* _DOCUMENT_
────────────────
The triple product rule, known variously as the cyclic chain rule, cyclic relation, cyclical rule or Euler's chain rule, is a formula which relates partial derivatives of three interdependent variables. The rule finds application in thermodynamics, where frequently three variables can be related by a function of the form f(x, y, z) = 0, so each variable is given as an implicit function of the other two variables. For example, an equation of state for a fluid relates temperature, pressure, and volume in this manner. The triple product rule for such interrelated variables x, y, and z comes from using a reciprocity relation on the result of the implicit function theorem, and is given by

${\displaystyle \left({\frac {\partial x}{\partial y}}\right)\left({\frac {\partial y}{\partial z}}\right)\left({\frac {\partial z}{\partial x}}\right)=-1,}$

where each factor is a partial derivative of the variable in the numerator, considered to be a function of the other two.

The advantage of the triple product rule is that by rearranging terms, one can derive a number of substitution identities which allow one to replace partial derivatives which are difficult to analytically evaluate, experimentally measure, or integrate with quotients of partial derivatives which are easier to work with. For example,

${\displaystyle \left({\frac {\partial x}{\partial y}}\right)=-{\frac {\left({\frac {\partial z}{\partial y}}\right)}{\left({\frac {\partial z}{\partial x}}\right)}}}$

Various other forms of the rule are present in the literature; these can be derived by permuting the variables {x, y, z}.
────────────────
* _DATA ENTRIES_
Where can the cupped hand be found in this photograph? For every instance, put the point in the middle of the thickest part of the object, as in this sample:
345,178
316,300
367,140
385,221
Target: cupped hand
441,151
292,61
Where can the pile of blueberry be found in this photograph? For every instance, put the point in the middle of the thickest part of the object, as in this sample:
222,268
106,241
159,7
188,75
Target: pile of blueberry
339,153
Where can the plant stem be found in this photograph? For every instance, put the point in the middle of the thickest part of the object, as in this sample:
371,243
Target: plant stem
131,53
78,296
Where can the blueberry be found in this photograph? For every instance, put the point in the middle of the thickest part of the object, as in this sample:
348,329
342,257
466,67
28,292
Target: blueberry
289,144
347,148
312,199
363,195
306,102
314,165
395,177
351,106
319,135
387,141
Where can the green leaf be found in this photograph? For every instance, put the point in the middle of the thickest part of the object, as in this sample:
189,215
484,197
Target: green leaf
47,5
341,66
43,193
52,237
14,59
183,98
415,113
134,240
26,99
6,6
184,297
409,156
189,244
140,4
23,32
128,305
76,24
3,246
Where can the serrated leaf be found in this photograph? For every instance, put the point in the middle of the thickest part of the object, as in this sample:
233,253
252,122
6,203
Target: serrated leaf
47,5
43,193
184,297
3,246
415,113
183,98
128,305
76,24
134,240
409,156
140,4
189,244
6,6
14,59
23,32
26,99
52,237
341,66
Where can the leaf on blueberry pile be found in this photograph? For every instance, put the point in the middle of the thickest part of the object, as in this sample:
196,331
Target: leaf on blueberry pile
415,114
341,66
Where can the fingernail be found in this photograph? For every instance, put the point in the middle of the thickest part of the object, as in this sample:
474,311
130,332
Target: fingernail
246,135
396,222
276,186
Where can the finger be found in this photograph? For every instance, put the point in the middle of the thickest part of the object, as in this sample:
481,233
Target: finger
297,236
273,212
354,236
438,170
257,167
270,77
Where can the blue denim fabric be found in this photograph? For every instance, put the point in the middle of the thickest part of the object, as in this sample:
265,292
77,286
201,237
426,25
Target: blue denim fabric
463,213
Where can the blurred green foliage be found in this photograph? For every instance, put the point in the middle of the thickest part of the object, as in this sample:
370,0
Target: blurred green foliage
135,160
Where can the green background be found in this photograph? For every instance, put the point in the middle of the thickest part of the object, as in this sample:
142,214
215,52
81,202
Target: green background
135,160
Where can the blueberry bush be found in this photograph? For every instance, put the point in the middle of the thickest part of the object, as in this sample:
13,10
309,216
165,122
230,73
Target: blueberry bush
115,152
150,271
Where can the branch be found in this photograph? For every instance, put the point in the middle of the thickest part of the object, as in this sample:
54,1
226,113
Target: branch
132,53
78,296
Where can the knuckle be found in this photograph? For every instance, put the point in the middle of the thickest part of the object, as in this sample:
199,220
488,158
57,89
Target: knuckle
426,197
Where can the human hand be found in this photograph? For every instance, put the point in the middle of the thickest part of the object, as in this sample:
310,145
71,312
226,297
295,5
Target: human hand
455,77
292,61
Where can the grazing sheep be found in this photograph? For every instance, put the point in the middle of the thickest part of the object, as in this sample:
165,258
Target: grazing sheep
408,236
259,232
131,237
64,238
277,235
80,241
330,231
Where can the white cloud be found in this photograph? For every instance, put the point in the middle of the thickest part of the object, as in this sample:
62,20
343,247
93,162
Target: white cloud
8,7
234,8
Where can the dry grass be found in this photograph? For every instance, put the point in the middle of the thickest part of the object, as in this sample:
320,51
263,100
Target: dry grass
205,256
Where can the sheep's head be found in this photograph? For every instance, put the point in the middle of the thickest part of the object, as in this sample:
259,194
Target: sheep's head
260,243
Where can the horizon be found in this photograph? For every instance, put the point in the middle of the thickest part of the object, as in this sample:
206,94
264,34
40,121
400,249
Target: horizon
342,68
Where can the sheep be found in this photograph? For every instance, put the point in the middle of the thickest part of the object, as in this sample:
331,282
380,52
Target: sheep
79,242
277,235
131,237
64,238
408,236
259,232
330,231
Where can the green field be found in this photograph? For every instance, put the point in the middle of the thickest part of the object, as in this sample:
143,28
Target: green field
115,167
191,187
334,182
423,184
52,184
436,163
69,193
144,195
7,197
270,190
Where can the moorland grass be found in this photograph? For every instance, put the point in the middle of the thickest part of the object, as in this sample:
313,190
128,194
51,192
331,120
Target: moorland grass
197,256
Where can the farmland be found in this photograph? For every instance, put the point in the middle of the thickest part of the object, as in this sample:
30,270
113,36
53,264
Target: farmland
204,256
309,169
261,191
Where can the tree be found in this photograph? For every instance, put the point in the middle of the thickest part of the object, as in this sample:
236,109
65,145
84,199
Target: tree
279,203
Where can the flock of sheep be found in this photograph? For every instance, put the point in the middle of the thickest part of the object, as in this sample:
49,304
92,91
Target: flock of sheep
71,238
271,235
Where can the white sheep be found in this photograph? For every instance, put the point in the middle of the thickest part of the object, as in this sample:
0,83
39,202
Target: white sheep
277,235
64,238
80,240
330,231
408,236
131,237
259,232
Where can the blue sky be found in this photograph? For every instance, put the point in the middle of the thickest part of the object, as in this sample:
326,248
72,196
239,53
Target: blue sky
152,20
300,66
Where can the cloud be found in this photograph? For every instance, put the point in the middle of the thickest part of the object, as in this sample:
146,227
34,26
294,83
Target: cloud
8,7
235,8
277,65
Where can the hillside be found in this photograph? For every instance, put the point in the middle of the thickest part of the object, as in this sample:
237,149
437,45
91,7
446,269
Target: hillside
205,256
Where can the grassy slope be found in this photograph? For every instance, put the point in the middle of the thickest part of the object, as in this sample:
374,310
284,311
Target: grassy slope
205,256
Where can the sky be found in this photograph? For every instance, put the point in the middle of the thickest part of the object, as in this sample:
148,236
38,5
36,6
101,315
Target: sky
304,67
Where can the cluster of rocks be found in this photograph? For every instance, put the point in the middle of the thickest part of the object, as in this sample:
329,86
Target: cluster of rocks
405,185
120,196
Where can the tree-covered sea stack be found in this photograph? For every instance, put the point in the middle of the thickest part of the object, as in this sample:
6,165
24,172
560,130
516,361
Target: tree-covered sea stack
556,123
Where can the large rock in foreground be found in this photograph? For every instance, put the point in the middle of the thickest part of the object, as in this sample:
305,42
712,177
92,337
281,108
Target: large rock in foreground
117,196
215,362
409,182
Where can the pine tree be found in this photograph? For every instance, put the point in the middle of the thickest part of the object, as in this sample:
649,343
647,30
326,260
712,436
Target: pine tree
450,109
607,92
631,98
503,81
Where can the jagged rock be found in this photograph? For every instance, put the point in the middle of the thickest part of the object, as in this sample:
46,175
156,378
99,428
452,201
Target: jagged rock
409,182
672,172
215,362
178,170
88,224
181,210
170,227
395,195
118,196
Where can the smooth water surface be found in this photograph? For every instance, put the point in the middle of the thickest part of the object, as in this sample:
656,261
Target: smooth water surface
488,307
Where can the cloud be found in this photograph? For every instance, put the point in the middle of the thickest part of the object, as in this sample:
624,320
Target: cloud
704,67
────────────────
Reproduce the passage on the triple product rule above word for word, from start to finish.

* _RESPONSE BELOW_
The triple product rule, known variously as the cyclic chain rule, cyclic relation, cyclical rule or Euler's chain rule, is a formula which relates partial derivatives of three interdependent variables. The rule finds application in thermodynamics, where frequently three variables can be related by a function of the form f(x, y, z) = 0, so each variable is given as an implicit function of the other two variables. For example, an equation of state for a fluid relates temperature, pressure, and volume in this manner. The triple product rule for such interrelated variables x, y, and z comes from using a reciprocity relation on the result of the implicit function theorem, and is given by

${\displaystyle \left({\frac {\partial x}{\partial y}}\right)\left({\frac {\partial y}{\partial z}}\right)\left({\frac {\partial z}{\partial x}}\right)=-1,}$

where each factor is a partial derivative of the variable in the numerator, considered to be a function of the other two.

The advantage of the triple product rule is that by rearranging terms, one can derive a number of substitution identities which allow one to replace partial derivatives which are difficult to analytically evaluate, experimentally measure, or integrate with quotients of partial derivatives which are easier to work with. For example,

${\displaystyle \left({\frac {\partial x}{\partial y}}\right)=-{\frac {\left({\frac {\partial z}{\partial y}}\right)}{\left({\frac {\partial z}{\partial x}}\right)}}}$

Various other forms of the rule are present in the literature; these can be derived by permuting the variables {x, y, z}.